### Required work
Every line from the line containing "If you could point to the black wetsuit" through the final line of the data is to be printed exactly; no other line is to appear.

### Records for the exercise
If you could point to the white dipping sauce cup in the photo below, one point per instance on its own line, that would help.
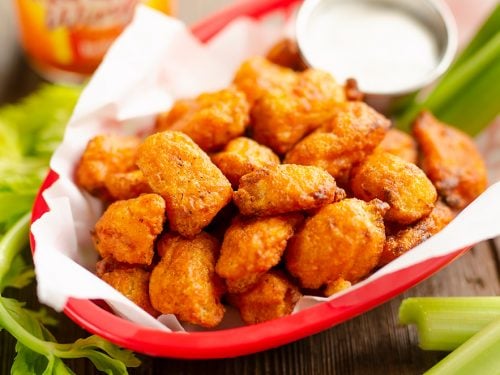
(393, 48)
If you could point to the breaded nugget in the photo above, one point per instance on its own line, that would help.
(451, 160)
(258, 75)
(251, 247)
(127, 229)
(133, 283)
(194, 189)
(352, 91)
(352, 133)
(184, 283)
(105, 154)
(342, 240)
(211, 120)
(400, 144)
(241, 156)
(403, 185)
(285, 188)
(286, 53)
(407, 238)
(273, 297)
(282, 118)
(126, 185)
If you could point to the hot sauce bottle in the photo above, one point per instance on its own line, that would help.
(65, 40)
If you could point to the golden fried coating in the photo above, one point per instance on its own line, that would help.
(403, 185)
(273, 297)
(105, 154)
(257, 76)
(407, 238)
(352, 91)
(184, 283)
(127, 229)
(286, 53)
(352, 133)
(133, 283)
(285, 188)
(451, 160)
(241, 156)
(194, 189)
(400, 144)
(342, 240)
(282, 118)
(251, 247)
(126, 185)
(211, 120)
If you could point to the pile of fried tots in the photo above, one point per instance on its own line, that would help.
(284, 183)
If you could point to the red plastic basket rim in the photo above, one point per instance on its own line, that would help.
(248, 339)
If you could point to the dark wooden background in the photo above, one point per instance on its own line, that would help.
(372, 343)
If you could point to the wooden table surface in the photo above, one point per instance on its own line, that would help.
(372, 343)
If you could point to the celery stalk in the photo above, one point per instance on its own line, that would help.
(467, 96)
(479, 94)
(479, 355)
(444, 323)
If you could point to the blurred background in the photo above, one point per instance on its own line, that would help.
(469, 13)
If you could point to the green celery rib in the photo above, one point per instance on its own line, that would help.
(469, 70)
(469, 87)
(462, 110)
(444, 323)
(11, 243)
(479, 355)
(487, 31)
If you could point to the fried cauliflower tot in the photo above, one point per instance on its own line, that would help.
(194, 189)
(104, 155)
(241, 156)
(407, 238)
(282, 118)
(126, 185)
(257, 76)
(251, 247)
(451, 160)
(343, 240)
(273, 297)
(404, 186)
(352, 133)
(286, 53)
(133, 283)
(285, 188)
(211, 120)
(127, 229)
(400, 144)
(184, 283)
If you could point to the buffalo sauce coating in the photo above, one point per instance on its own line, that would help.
(184, 282)
(451, 160)
(194, 189)
(343, 240)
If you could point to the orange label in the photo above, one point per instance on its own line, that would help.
(72, 35)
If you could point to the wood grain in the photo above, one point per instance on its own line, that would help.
(372, 343)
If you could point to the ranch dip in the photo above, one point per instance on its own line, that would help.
(384, 47)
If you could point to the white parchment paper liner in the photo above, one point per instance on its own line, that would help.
(154, 62)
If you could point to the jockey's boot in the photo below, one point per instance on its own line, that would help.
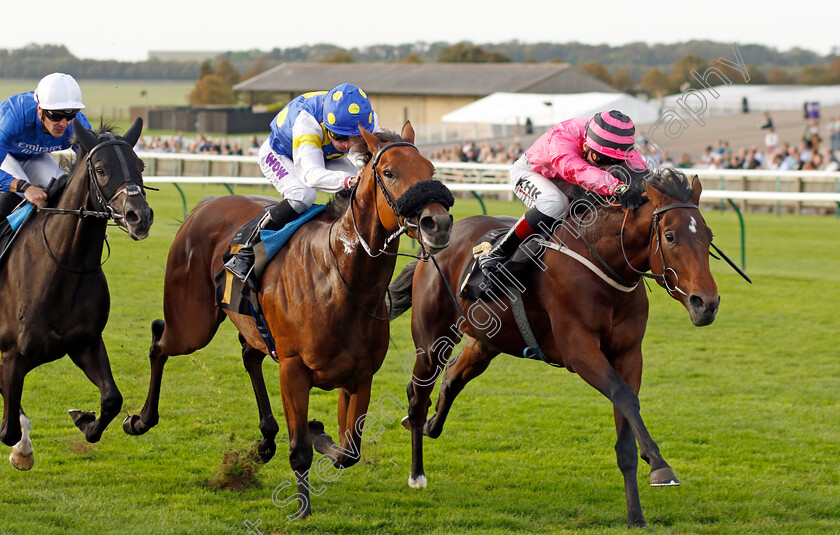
(503, 249)
(241, 264)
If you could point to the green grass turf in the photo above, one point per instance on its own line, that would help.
(745, 410)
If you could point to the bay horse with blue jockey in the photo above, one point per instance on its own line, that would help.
(322, 294)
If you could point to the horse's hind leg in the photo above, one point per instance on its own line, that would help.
(22, 456)
(184, 333)
(295, 383)
(93, 360)
(12, 373)
(253, 360)
(473, 360)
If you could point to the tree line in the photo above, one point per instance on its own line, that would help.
(636, 67)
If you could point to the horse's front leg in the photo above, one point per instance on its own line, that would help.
(22, 456)
(352, 411)
(419, 392)
(629, 370)
(469, 364)
(12, 373)
(93, 360)
(593, 367)
(253, 360)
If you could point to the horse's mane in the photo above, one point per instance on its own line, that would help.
(338, 204)
(671, 182)
(666, 180)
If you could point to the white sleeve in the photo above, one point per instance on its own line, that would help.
(307, 137)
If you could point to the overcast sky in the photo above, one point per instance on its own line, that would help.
(130, 30)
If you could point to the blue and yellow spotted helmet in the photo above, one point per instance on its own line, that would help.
(346, 106)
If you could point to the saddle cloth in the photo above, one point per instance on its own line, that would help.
(232, 293)
(9, 226)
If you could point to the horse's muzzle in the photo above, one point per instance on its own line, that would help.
(702, 310)
(434, 228)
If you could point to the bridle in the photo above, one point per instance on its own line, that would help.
(103, 209)
(398, 208)
(655, 235)
(405, 224)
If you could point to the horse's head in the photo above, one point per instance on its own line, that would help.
(680, 239)
(405, 192)
(116, 177)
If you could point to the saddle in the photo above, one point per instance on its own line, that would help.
(231, 293)
(511, 274)
(10, 224)
(508, 280)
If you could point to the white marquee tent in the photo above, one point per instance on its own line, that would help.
(548, 109)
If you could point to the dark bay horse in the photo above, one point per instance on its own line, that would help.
(323, 296)
(55, 296)
(589, 321)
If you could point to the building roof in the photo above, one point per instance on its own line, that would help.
(547, 110)
(442, 79)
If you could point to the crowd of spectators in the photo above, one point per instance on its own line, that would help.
(818, 149)
(470, 152)
(200, 144)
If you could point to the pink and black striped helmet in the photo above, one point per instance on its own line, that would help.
(612, 134)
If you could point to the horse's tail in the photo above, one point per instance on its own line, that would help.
(399, 292)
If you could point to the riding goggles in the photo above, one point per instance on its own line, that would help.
(59, 115)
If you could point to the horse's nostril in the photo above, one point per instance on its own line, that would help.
(696, 302)
(428, 224)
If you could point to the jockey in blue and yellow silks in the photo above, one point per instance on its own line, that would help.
(306, 153)
(32, 125)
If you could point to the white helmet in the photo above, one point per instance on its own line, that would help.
(59, 91)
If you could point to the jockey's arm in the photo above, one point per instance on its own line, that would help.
(309, 159)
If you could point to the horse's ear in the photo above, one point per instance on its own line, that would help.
(86, 138)
(370, 139)
(408, 132)
(133, 133)
(696, 190)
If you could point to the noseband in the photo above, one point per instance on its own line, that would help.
(131, 186)
(102, 208)
(654, 234)
(410, 203)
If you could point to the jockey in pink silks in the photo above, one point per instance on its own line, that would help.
(576, 152)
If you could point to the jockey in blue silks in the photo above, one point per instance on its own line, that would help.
(306, 153)
(32, 125)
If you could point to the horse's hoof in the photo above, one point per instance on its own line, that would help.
(664, 477)
(417, 483)
(82, 418)
(21, 460)
(265, 451)
(316, 427)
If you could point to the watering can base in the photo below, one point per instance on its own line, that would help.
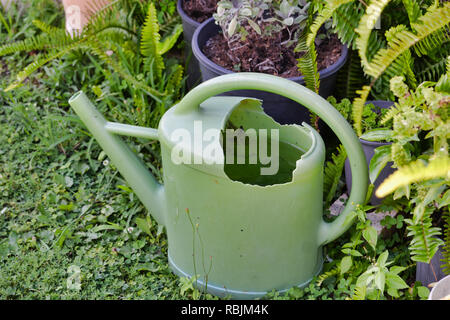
(222, 292)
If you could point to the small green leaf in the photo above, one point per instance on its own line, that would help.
(395, 282)
(371, 236)
(381, 262)
(379, 160)
(423, 292)
(144, 225)
(380, 280)
(232, 27)
(445, 200)
(380, 134)
(346, 264)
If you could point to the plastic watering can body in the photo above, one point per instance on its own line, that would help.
(236, 238)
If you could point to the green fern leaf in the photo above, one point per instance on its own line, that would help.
(325, 14)
(446, 248)
(169, 41)
(174, 81)
(430, 23)
(415, 172)
(358, 108)
(150, 39)
(32, 67)
(365, 27)
(424, 243)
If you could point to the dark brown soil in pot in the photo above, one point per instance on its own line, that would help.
(267, 54)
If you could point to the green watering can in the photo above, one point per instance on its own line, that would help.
(238, 234)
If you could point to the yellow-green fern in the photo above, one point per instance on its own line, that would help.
(415, 172)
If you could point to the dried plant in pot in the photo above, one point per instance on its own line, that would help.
(261, 36)
(193, 13)
(370, 141)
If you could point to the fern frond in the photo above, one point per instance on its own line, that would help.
(358, 107)
(359, 293)
(325, 275)
(333, 173)
(32, 67)
(430, 23)
(55, 40)
(174, 81)
(446, 249)
(169, 41)
(415, 172)
(425, 242)
(150, 39)
(428, 69)
(97, 49)
(324, 15)
(307, 64)
(345, 21)
(50, 30)
(412, 9)
(365, 27)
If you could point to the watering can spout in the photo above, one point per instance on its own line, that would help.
(143, 183)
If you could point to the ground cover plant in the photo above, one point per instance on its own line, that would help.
(71, 228)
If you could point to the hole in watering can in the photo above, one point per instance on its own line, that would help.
(246, 167)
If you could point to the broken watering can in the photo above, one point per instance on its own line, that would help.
(238, 232)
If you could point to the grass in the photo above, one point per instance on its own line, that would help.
(68, 221)
(63, 207)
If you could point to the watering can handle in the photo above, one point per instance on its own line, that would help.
(315, 103)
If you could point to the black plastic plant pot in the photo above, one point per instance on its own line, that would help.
(369, 150)
(281, 109)
(189, 27)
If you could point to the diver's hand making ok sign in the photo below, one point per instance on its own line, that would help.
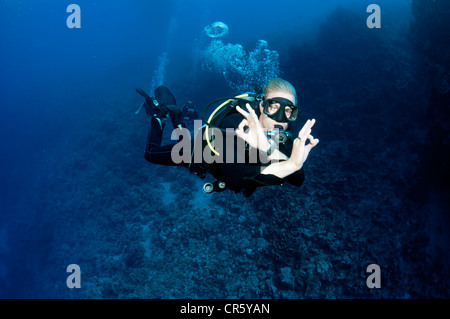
(300, 151)
(254, 135)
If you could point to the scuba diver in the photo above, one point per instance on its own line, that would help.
(260, 123)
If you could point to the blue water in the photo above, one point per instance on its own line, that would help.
(76, 189)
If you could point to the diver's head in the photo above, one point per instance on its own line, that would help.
(279, 106)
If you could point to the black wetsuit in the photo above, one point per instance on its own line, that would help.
(238, 175)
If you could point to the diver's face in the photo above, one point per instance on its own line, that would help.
(268, 123)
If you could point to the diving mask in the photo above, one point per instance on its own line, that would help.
(280, 109)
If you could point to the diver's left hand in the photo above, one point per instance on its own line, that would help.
(254, 135)
(300, 151)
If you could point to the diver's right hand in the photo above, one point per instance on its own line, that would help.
(254, 135)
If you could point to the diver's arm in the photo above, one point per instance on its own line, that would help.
(298, 156)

### Answer to the exercise
If you could point to the black wetsuit in the photo above, one point per instance on its own line, that would help.
(238, 175)
If you could point to the diver's face in the photo above, one point per instance on its own line, that would help.
(268, 123)
If you could point to the diving mask in the photo above, one point per instance on its own line, that would help.
(280, 109)
If you could point to the diver's left hand in the photo above, one point per instance on its own line, that would help.
(254, 135)
(300, 151)
If you could point to the diver's right hand in the photo above, one point per instance on its own line, that would help.
(254, 135)
If you could point to the diver's arm in the photo above, one point per instance on its own line, that would help.
(298, 156)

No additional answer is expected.